**THE EXERCISE:**
Copy every one of the rows below word for word, changing nothing.

**EXCERPTED RECORDS:**
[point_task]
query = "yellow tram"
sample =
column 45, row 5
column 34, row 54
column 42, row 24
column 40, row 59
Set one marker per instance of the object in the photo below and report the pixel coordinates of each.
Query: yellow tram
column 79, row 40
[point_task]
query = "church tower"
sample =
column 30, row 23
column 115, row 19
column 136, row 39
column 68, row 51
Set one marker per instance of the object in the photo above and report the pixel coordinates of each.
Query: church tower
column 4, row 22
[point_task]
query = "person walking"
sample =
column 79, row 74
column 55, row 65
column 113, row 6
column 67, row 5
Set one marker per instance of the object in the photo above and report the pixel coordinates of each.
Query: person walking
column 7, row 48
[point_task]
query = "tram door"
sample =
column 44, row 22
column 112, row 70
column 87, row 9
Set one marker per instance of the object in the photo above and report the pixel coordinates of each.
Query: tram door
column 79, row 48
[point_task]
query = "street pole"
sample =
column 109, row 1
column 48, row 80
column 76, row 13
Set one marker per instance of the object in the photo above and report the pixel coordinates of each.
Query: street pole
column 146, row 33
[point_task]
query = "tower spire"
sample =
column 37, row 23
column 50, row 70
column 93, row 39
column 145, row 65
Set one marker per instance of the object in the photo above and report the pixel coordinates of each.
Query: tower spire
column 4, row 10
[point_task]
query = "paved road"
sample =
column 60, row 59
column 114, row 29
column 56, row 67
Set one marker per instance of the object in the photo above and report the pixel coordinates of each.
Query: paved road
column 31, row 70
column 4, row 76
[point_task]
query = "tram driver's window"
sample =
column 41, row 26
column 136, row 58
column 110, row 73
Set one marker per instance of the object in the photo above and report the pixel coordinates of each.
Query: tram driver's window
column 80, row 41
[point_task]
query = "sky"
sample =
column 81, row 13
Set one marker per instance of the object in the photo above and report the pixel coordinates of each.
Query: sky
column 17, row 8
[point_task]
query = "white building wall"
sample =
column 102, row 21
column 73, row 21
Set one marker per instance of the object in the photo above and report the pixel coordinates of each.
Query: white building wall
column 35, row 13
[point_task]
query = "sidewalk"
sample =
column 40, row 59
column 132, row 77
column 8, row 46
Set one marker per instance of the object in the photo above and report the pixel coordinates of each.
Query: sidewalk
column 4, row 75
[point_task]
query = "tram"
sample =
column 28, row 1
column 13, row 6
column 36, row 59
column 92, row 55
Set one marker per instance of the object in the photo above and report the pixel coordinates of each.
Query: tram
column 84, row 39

**TASK RESPONSE:**
[point_task]
query = "yellow tram"
sample =
column 45, row 5
column 34, row 54
column 42, row 24
column 40, row 59
Set one marker per instance of the object in the photo below and report the pixel coordinates of each.
Query: yellow tram
column 79, row 40
[point_task]
query = "church tower"
sample =
column 30, row 23
column 115, row 19
column 136, row 39
column 68, row 51
Set one marker per instance of the object in the photo above and report the pixel coordinates of each.
Query: church tower
column 4, row 22
[point_task]
query = "person walking"
sample =
column 79, row 74
column 55, row 65
column 113, row 6
column 67, row 5
Set one marker per instance of the object in the photo above and report the pixel coordinates of each.
Query: person walking
column 7, row 48
[point_task]
query = "tram door"
sample =
column 44, row 22
column 112, row 70
column 87, row 9
Set one marker per instance of the object in the photo above and report the pixel coordinates of each.
Query: tram door
column 79, row 48
[point_task]
query = "street pole"
sample =
column 109, row 1
column 48, row 80
column 76, row 13
Set one marker per instance of the object in the photo above and report the pixel coordinates of each.
Query: street pole
column 146, row 33
[point_task]
query = "tower spire"
sample =
column 37, row 23
column 50, row 70
column 93, row 39
column 145, row 65
Set one marker per instance of the object in the photo above and report the pixel coordinates of each.
Query: tower spire
column 4, row 10
[point_task]
query = "paved road"
sample =
column 60, row 59
column 114, row 29
column 56, row 67
Set one marker per instance of the object in the photo above and report the pixel coordinates of each.
Query: paved road
column 31, row 70
column 4, row 76
[point_task]
query = "tram driver's window"
sample =
column 41, row 26
column 136, row 58
column 110, row 73
Set one marker per instance of the object in the photo above and report the pixel coordinates of each.
Query: tram driver's window
column 80, row 41
[point_task]
query = "sky"
sample =
column 81, row 13
Set one marker per instance of the object in the photo above and report the pixel coordinates of each.
Query: sky
column 17, row 8
[point_task]
query = "white building wall"
sample =
column 102, row 21
column 73, row 21
Set one marker per instance of the object in the photo above and report the pixel coordinates of each.
Query: white building wall
column 35, row 13
[point_task]
query = "sidewalk"
sample =
column 40, row 59
column 132, row 77
column 8, row 46
Set one marker per instance of the object in the photo above and report the pixel coordinates of each.
Query: sidewalk
column 4, row 75
[point_task]
query = "tram"
sample =
column 28, row 1
column 13, row 6
column 36, row 59
column 92, row 55
Set one marker per instance of the object in the photo above and report the pixel coordinates of each.
Query: tram
column 84, row 39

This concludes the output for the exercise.